What you need to do:
From the rows below, extract every line that contains the word "Return". Treat uppercase and lowercase as different.

Given data:
-- START --
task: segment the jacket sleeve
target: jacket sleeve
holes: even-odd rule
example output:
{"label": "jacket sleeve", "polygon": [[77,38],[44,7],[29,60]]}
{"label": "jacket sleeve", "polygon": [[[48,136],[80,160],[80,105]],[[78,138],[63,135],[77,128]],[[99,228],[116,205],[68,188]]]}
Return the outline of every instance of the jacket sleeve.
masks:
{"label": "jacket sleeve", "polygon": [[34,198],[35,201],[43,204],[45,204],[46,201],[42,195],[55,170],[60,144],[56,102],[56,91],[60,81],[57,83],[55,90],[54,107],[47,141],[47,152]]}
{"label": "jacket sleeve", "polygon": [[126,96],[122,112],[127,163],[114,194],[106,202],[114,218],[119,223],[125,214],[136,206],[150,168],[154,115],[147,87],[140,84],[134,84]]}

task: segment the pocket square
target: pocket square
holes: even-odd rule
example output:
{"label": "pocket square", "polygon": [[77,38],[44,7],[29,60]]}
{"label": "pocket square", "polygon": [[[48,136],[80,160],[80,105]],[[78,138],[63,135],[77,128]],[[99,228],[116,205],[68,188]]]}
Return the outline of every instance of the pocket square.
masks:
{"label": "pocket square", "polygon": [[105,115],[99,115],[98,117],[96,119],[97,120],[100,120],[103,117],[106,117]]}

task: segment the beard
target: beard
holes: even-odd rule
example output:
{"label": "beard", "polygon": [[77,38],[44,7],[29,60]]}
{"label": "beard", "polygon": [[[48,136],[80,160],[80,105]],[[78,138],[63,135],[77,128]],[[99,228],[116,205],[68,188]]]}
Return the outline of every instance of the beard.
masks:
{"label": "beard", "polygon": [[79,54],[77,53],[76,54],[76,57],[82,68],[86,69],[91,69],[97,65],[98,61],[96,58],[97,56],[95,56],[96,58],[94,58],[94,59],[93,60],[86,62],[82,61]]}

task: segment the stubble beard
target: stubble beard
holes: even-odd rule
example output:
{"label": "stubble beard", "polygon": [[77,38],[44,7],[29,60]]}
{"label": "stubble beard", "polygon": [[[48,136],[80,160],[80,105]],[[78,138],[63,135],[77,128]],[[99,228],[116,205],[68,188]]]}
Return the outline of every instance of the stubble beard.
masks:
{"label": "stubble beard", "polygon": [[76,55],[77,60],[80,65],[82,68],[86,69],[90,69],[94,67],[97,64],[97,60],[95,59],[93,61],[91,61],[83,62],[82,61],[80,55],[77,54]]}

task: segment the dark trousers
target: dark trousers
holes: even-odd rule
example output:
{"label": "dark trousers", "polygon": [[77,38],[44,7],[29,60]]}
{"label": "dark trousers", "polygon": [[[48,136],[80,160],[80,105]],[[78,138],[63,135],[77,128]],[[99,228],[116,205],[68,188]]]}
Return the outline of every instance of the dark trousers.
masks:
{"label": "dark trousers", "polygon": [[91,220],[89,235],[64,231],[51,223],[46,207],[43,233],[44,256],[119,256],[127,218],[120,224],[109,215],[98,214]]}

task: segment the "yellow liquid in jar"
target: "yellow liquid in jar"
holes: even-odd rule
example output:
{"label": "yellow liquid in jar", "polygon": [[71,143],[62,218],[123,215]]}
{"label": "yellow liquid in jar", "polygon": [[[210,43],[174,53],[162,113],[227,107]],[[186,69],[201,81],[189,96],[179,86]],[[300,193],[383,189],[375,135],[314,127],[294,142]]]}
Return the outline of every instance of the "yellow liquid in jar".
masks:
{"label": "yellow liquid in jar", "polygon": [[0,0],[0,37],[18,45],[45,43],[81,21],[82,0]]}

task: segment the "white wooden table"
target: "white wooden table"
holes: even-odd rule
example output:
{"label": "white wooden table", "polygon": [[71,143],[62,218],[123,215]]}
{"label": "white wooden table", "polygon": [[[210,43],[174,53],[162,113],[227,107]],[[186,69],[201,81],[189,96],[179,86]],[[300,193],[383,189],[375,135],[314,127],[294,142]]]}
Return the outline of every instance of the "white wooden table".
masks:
-- END --
Result:
Return the outline of every instance of the jacket sleeve.
Return the outline of every instance of the pocket square.
Return the outline of every instance of the beard.
Return the outline of every instance of the stubble beard.
Return the outline of every instance of the dark trousers.
Return the outline of every instance of the "yellow liquid in jar".
Return the outline of every instance of the "white wooden table".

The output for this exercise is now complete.